— The request —
Set out all the records below as a Markdown table with two columns, No. and Entry. Put each line in its own row with its number, and skip blank lines.

— The data —
'''
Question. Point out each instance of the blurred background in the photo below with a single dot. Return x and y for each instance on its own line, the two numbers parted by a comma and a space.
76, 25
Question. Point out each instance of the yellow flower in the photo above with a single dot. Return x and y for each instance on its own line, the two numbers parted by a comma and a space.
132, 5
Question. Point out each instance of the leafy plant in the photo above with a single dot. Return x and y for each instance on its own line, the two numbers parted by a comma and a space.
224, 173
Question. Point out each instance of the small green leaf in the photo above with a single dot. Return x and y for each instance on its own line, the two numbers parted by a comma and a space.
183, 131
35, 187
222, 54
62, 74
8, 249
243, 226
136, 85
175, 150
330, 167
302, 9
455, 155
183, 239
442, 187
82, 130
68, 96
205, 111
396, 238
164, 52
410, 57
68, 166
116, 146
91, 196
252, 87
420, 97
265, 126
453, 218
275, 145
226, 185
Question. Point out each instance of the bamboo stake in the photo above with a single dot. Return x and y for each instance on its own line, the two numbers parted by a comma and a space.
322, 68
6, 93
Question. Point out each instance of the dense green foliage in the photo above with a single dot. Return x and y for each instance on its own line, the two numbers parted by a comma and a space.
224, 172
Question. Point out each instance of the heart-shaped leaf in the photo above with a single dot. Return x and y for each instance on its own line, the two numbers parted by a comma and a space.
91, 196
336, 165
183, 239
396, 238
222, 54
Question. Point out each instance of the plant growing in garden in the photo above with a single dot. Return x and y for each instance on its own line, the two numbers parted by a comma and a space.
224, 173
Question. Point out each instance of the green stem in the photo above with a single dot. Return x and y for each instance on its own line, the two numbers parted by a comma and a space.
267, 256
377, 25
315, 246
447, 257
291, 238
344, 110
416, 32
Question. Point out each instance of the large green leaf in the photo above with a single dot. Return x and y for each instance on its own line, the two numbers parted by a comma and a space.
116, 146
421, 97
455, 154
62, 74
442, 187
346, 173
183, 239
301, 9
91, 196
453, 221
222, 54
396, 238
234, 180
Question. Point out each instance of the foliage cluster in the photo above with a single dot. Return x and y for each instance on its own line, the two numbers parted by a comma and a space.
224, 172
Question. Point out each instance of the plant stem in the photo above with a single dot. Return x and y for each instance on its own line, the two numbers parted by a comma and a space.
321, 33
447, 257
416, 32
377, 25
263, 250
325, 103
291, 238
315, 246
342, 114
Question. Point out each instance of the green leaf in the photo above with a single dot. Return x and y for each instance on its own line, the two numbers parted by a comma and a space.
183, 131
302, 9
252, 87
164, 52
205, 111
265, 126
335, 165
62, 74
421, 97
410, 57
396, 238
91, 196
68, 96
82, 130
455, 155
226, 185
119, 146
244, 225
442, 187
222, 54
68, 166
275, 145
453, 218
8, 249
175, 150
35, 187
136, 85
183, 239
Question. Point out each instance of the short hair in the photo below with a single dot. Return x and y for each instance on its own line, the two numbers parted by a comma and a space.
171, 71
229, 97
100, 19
'''
— Output below —
| No. | Entry |
|---|---|
| 1 | Question. Point out each instance of the blurred background in the photo below with a single dot. Return x and y for each instance on its own line, the two numbers parted by a comma and a space. |
| 2 | 76, 25 |
| 3 | Question. Point out each instance of the yellow flower in the photo above with a single dot. Return x and y for each instance on its own line, the two numbers parted by a comma and a space. |
| 4 | 132, 5 |
| 5 | Question. Point out each instance of the leafy plant in the photo above with a single dot. Return x and y for each instance on its own line, the two numbers parted by a comma and a space. |
| 6 | 224, 173 |
| 7 | Question. Point out each instance of the small green leaf in the photo above with a single dot. Return x and y for each instance on its own line, the two numbers parted by a comma and a space. |
| 8 | 183, 131 |
| 9 | 35, 187 |
| 10 | 222, 54 |
| 11 | 62, 74 |
| 12 | 8, 249 |
| 13 | 243, 226 |
| 14 | 136, 85 |
| 15 | 175, 150 |
| 16 | 330, 167 |
| 17 | 302, 9 |
| 18 | 455, 155 |
| 19 | 183, 239 |
| 20 | 442, 187 |
| 21 | 82, 130 |
| 22 | 68, 96 |
| 23 | 205, 111 |
| 24 | 396, 238 |
| 25 | 164, 52 |
| 26 | 410, 57 |
| 27 | 68, 166 |
| 28 | 116, 146 |
| 29 | 91, 196 |
| 30 | 252, 87 |
| 31 | 420, 97 |
| 32 | 265, 126 |
| 33 | 453, 218 |
| 34 | 275, 145 |
| 35 | 226, 185 |
| 36 | Question. Point out each instance of the bamboo stake in the photo above with a single dot. Return x and y for each instance on its own line, the two numbers parted by a comma and a space. |
| 37 | 322, 68 |
| 38 | 6, 93 |
| 39 | Question. Point out each instance of the dense green foliage in the photo above with a single dot. Return x and y for each instance on its own line, the two numbers parted by a comma and a space. |
| 40 | 224, 172 |
| 41 | Question. Point out each instance of the heart-shaped leaf in the photo above with a single dot. Return x and y for each instance on its own line, the two numbers parted by a comma and a space. |
| 42 | 91, 196 |
| 43 | 336, 165 |
| 44 | 183, 239 |
| 45 | 396, 238 |
| 46 | 222, 54 |
| 47 | Question. Point out each instance of the plant growing in garden in the photo above with a single dot. Return x and y for each instance on its own line, the two numbers parted by a comma and a space. |
| 48 | 224, 173 |
| 49 | Question. Point out each instance of the green stem in the photo above with a single dot. Return x and y for each instance on its own line, the two numbers parted by a comma and a space. |
| 50 | 267, 256 |
| 51 | 377, 25 |
| 52 | 315, 246 |
| 53 | 447, 257 |
| 54 | 291, 238 |
| 55 | 344, 110 |
| 56 | 416, 32 |
| 57 | Question. Point out each instance of the large green leaf in the photo above with a single dot. Return x and y for each instance on its own line, the two numbers parted by a comma and a space. |
| 58 | 116, 146 |
| 59 | 421, 97 |
| 60 | 455, 154 |
| 61 | 62, 74 |
| 62 | 442, 187 |
| 63 | 346, 173 |
| 64 | 183, 239 |
| 65 | 301, 9 |
| 66 | 91, 196 |
| 67 | 453, 221 |
| 68 | 222, 54 |
| 69 | 396, 238 |
| 70 | 234, 180 |
| 71 | Question. Point out each instance of the foliage cluster in the photo above with a single dot. Return x and y for each instance on its own line, the two numbers parted by a comma and a space. |
| 72 | 224, 172 |
| 73 | Question. Point out each instance of the plant stem in the photo above with a single dot. Return x and y for each instance on its own line, the two numbers parted by a comma and a space. |
| 74 | 321, 33 |
| 75 | 447, 257 |
| 76 | 416, 32 |
| 77 | 377, 25 |
| 78 | 263, 250 |
| 79 | 325, 103 |
| 80 | 291, 238 |
| 81 | 315, 246 |
| 82 | 342, 114 |
| 83 | Question. Point out each instance of the green leaf in the photo above with a single dot. Return x and y for each instance on its own line, the two numbers parted by a comma and a space. |
| 84 | 183, 131 |
| 85 | 302, 9 |
| 86 | 252, 87 |
| 87 | 164, 52 |
| 88 | 205, 111 |
| 89 | 265, 126 |
| 90 | 335, 165 |
| 91 | 62, 74 |
| 92 | 421, 97 |
| 93 | 410, 57 |
| 94 | 396, 238 |
| 95 | 91, 196 |
| 96 | 68, 96 |
| 97 | 82, 130 |
| 98 | 455, 155 |
| 99 | 226, 185 |
| 100 | 119, 146 |
| 101 | 244, 225 |
| 102 | 442, 187 |
| 103 | 222, 54 |
| 104 | 68, 166 |
| 105 | 275, 145 |
| 106 | 453, 218 |
| 107 | 8, 249 |
| 108 | 175, 150 |
| 109 | 35, 187 |
| 110 | 136, 85 |
| 111 | 183, 239 |
| 112 | Question. Point out each instance of the short hair in the photo below with a single dot. Return x and y for each instance on its own line, the two numbers parted by a comma and a space. |
| 113 | 171, 71 |
| 114 | 229, 97 |
| 115 | 100, 19 |